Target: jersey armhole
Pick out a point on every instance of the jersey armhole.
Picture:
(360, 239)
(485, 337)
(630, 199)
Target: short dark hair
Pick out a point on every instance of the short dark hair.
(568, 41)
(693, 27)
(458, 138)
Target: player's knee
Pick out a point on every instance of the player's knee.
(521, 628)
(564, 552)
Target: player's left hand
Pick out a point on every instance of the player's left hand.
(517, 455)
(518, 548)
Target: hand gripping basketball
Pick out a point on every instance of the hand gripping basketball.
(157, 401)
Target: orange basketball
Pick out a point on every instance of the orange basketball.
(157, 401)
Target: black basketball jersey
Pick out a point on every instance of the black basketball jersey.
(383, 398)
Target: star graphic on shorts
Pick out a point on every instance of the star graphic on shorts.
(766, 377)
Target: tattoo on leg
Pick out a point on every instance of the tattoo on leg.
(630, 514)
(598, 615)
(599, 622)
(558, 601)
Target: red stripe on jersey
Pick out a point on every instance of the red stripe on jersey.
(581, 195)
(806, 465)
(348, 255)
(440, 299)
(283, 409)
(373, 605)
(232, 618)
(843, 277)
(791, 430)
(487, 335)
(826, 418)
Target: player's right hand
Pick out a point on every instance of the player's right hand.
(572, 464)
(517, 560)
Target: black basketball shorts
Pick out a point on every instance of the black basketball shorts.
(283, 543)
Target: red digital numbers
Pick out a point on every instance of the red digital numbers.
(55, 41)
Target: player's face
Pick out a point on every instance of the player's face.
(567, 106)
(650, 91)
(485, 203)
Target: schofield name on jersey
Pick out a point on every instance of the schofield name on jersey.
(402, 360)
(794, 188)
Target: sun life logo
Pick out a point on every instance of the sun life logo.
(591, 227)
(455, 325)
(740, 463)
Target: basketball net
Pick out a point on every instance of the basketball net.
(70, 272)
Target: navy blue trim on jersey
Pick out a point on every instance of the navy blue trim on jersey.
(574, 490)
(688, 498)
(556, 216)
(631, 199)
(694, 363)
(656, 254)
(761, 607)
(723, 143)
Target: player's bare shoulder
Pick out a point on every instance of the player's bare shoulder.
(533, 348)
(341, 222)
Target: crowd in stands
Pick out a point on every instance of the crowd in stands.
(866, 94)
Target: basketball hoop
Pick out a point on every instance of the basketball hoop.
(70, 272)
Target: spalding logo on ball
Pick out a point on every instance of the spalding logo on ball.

# # # #

Rewrite every line of the material above as a numbered list, and leave out any blank lines.

RESULT.
1. Target: jersey armhole
2. Pick out a point on every instance of the jersey armhole.
3. Picture:
4. (360, 239)
5. (485, 337)
6. (630, 199)
7. Target: short dark hair
8. Pick out a point on every instance of the short dark hair.
9. (568, 41)
10. (693, 27)
11. (458, 138)
12. Target: player's knee
13. Pick out a point on every instance of the player's knee.
14. (521, 628)
15. (564, 552)
16. Target: player's left hand
17. Pick out a point on every instance of the player's left hand.
18. (517, 455)
19. (518, 548)
20. Target: hand gripping basketball
21. Pick out a point on every instance of the hand gripping basketball.
22. (157, 401)
23. Target: orange basketball
24. Pick out a point on every instance of the orange basketball.
25. (157, 401)
26. Target: black basketball jersey
27. Pick out a point on every instance of the black basketball jersey.
28. (383, 398)
29. Target: star graphic on shorts
30. Pick out a point on every instance of the star graphic on shorts.
31. (766, 377)
32. Target: tattoo on leg
33. Pick out a point on every instance of the tattoo on leg.
34. (630, 514)
35. (598, 615)
36. (599, 622)
37. (558, 601)
38. Target: red stripe on jersey
39. Pick out a point on every instance of the red stripe on jersey.
40. (581, 195)
41. (806, 465)
42. (348, 255)
43. (440, 299)
44. (283, 409)
45. (373, 605)
46. (232, 618)
47. (843, 277)
48. (791, 430)
49. (487, 335)
50. (826, 418)
51. Target: player's right hand
52. Pick out a point on every instance of the player's right hand.
53. (572, 464)
54. (517, 560)
55. Target: black basketball shorts
56. Pick out a point on every instance of the black basketball shorts.
57. (283, 543)
58. Target: red digital numbers
59. Pick out a point on every instance of the red digital numbers.
60. (55, 41)
61. Target: player's face
62. Pick out a point on every instance of the player's face.
63. (567, 106)
64. (650, 91)
65. (485, 203)
66. Target: schofield name on jersey
67. Pick out a point on every instance of the schofield name on jersey.
68. (402, 360)
69. (794, 188)
70. Target: sun life logo
71. Pick out a point on every instance of the sun life logo.
72. (591, 227)
73. (455, 325)
74. (740, 463)
75. Target: basketball net
76. Pick out a point on every instance of the basketball net.
77. (70, 272)
78. Target: navy blue trim on jersey
79. Pick out a point on every instance of the navy blue trim on jersey.
80. (574, 490)
81. (688, 498)
82. (556, 216)
83. (631, 199)
84. (694, 363)
85. (656, 254)
86. (761, 607)
87. (723, 143)
88. Target: player's bare shoulder
89. Pick out a point on every instance of the player's bare shoulder.
90. (533, 348)
91. (341, 222)
92. Target: crowd in stands
93. Pick out a point on every instance of the crowd in stands.
94. (866, 94)
95. Target: basketball hoop
96. Pick out a point on every instance of the basketball hoop.
97. (70, 272)
98. Target: spalding logo on ball
99. Pick out a point on every instance of the spalding logo on ball.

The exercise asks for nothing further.